[[ DATASET open ]]

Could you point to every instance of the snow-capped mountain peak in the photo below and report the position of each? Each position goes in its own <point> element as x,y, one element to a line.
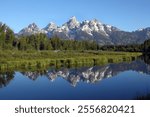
<point>72,23</point>
<point>89,30</point>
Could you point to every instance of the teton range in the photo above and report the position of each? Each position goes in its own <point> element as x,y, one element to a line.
<point>90,30</point>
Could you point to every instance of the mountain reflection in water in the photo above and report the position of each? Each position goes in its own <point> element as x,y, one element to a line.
<point>91,74</point>
<point>87,75</point>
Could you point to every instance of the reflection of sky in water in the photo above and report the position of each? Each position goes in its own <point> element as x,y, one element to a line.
<point>128,81</point>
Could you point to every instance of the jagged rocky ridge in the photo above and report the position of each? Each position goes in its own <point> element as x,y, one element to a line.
<point>90,30</point>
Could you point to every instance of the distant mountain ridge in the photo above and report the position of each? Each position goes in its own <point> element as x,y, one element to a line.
<point>90,30</point>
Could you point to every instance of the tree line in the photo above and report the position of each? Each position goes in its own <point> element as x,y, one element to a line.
<point>9,41</point>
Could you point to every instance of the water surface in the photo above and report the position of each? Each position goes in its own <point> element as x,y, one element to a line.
<point>111,81</point>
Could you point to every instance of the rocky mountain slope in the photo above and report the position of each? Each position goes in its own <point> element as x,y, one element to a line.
<point>90,30</point>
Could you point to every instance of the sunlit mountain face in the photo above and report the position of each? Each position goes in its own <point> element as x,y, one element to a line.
<point>89,30</point>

[[ DATASET closed ]]

**WHAT THE TASK REQUIRES:** Your reply should consist of the data, transcribed exactly, and should hold no pictures.

**ANSWER BOX:**
Could you point to every instance of the snow-capped mountain peak in the photo below and report the position of each? Each position goes in its own <point> element as x,y, one element to a line.
<point>72,23</point>
<point>89,30</point>
Could you point to every instance of the teton range in the photo above and report the position of each? Each position goes in its own <point> element as x,y, one element to a line.
<point>90,30</point>
Could you point to every instance of the mountain reflection in water in the photo above and report the position of each? Each position goes in its own <point> element as x,y, one element to a line.
<point>91,74</point>
<point>87,75</point>
Could you point to every instance of the reflection of sky in water in the photo above and report the position of each? Each position goes in its own <point> element as x,y, one element to a line.
<point>128,81</point>
Could you point to every instance of the jagged rocky ridge in the photo above and report the position of each? Each position goes in its own <point> element as x,y, one element to a line.
<point>90,30</point>
Could you point to every instance of the distant mountain ridge in the photo above and report the position of each? Each position goes in its own <point> element as x,y, one element to a line.
<point>90,30</point>
Could you point to every instance of the tree line in the photo above and report the position of each? Each position goes in its own <point> element as x,y, one element to a line.
<point>9,41</point>
Could you point to every instance of the water surface in the photo above and report the position of each? Each position goes in its own <point> element as x,y, one element to a line.
<point>111,81</point>
Could you point to every instance of the rocky mountain slope in the photo above and report the position of each? Each position goes in its own <point> element as x,y, one element to a line.
<point>90,30</point>
Could you point to every instance of the sunlit mountain face in the photo above and report the position of each? Each position goes in its own <point> element as x,y, one element to a line.
<point>89,30</point>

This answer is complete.